■ **Work item**
Below is a listing. Quote from it, exactly, the lines from the one containing "Target: concrete bridge" down to the one containing "Target: bench", both ends included, and nothing else.

-*-*-

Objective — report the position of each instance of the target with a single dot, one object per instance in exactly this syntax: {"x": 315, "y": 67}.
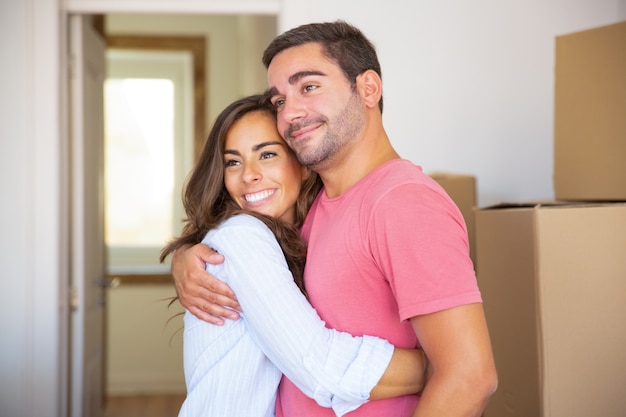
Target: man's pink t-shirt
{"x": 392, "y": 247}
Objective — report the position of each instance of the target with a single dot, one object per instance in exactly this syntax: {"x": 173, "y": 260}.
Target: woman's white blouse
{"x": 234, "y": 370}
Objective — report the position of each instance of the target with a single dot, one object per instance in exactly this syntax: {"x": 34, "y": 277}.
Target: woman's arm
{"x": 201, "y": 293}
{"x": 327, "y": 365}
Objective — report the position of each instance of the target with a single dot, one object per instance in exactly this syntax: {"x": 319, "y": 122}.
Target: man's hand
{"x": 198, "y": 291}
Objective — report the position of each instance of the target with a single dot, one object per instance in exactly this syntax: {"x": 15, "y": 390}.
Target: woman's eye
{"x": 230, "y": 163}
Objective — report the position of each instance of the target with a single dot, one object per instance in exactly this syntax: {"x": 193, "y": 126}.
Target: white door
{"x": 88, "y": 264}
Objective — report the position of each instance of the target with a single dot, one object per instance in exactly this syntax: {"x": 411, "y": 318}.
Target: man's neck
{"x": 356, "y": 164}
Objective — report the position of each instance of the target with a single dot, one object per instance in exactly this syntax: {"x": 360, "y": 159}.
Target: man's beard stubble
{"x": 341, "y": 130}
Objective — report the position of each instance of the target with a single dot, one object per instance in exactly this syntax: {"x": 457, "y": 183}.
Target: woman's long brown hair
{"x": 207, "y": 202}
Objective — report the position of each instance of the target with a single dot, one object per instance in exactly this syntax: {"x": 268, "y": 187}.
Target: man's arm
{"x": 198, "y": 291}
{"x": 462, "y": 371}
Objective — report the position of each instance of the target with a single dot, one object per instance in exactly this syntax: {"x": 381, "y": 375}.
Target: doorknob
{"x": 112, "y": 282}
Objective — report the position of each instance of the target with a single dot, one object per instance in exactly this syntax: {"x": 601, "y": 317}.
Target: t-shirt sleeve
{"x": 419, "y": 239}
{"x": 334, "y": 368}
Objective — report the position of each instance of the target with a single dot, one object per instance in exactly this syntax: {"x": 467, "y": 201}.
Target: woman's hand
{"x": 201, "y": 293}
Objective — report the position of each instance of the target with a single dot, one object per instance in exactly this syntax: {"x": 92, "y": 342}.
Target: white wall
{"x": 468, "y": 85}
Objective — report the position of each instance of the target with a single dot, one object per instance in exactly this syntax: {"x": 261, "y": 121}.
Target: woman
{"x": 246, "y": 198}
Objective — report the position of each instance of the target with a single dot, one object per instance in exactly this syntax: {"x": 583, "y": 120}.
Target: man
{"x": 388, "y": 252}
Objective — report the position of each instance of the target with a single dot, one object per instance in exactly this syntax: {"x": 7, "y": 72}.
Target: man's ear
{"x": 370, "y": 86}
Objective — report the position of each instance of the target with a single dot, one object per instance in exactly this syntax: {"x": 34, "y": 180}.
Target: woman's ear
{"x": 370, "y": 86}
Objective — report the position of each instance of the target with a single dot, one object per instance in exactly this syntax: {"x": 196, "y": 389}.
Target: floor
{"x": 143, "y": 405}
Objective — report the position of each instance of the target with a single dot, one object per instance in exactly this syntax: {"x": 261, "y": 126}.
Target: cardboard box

-*-*-

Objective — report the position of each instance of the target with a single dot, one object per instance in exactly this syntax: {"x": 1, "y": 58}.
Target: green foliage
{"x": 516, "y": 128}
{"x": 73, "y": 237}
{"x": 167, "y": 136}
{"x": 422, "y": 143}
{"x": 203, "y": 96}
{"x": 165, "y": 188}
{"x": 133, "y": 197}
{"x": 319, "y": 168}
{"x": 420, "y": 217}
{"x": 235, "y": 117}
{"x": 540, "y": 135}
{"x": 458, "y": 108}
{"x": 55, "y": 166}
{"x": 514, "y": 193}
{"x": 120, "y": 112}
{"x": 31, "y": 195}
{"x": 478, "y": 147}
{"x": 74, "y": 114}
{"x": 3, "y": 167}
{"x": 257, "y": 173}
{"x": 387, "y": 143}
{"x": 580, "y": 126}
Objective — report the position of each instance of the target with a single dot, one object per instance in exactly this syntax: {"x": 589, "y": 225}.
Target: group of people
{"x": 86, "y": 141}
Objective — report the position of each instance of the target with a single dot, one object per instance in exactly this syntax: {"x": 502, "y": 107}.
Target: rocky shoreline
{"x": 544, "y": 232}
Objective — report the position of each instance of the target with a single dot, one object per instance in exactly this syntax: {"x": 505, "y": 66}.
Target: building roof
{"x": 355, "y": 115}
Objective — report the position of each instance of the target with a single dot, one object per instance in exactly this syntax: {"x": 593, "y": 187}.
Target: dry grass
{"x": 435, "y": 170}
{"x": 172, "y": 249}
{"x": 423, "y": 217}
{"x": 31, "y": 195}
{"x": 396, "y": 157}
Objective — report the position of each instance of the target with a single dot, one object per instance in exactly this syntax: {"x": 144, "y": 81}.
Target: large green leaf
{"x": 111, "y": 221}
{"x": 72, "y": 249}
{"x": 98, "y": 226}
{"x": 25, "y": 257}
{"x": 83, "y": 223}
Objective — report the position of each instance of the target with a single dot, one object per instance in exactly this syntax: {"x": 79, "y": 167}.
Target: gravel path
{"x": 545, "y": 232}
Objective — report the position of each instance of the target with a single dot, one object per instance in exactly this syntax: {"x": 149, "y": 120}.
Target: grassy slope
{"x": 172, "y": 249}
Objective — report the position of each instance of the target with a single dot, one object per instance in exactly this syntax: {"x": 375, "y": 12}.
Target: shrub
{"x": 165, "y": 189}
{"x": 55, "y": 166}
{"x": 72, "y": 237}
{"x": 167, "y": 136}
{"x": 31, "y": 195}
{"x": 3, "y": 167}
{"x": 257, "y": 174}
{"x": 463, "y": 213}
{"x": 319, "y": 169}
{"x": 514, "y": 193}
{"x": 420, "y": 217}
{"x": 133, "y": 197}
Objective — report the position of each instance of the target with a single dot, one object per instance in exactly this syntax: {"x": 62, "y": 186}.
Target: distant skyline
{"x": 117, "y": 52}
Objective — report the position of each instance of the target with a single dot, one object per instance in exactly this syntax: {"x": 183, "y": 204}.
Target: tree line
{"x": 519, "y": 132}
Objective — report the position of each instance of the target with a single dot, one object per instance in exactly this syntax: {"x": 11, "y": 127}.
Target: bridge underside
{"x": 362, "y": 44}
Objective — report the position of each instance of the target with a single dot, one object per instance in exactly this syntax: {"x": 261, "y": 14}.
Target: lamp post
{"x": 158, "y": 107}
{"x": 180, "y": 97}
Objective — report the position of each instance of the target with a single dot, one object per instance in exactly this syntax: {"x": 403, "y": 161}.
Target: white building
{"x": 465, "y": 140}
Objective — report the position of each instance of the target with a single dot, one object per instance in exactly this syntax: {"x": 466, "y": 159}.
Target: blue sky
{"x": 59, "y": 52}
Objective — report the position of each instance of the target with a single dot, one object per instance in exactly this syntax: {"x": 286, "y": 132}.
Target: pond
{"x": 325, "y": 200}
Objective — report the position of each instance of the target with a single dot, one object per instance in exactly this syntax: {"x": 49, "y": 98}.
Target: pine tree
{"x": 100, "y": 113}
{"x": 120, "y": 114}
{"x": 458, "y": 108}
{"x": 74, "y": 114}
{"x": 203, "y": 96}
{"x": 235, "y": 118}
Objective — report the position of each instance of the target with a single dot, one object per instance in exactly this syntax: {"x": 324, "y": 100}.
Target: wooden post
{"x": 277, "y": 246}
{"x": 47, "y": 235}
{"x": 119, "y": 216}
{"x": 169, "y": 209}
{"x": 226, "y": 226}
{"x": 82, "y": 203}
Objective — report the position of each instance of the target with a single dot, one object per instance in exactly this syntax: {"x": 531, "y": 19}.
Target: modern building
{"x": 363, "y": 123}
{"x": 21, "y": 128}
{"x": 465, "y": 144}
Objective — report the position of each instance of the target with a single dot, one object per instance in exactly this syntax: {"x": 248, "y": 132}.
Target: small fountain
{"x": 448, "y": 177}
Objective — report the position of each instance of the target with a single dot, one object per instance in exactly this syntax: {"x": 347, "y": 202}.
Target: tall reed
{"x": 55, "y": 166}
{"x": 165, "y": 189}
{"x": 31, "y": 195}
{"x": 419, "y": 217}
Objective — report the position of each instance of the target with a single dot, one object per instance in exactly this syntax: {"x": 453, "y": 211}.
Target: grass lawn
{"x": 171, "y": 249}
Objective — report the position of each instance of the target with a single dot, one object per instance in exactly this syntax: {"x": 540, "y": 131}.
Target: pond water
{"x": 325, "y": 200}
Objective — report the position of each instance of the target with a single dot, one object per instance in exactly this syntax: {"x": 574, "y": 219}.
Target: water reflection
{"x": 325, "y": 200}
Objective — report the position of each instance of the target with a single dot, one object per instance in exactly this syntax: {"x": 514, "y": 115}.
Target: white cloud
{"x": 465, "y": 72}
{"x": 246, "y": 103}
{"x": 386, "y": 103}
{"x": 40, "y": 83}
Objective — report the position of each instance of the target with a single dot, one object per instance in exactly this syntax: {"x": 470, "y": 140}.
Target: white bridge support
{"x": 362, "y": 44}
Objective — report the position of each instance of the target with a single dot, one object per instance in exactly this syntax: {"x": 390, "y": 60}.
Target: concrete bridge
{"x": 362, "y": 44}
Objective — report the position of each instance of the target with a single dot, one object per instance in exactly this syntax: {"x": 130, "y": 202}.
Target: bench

-*-*-

■ **Written reply**
Target: concrete bridge
{"x": 362, "y": 44}
Objective — report the position of each instance of the target with a single dot, one object per instance in exactly this syntax: {"x": 130, "y": 202}.
Target: bench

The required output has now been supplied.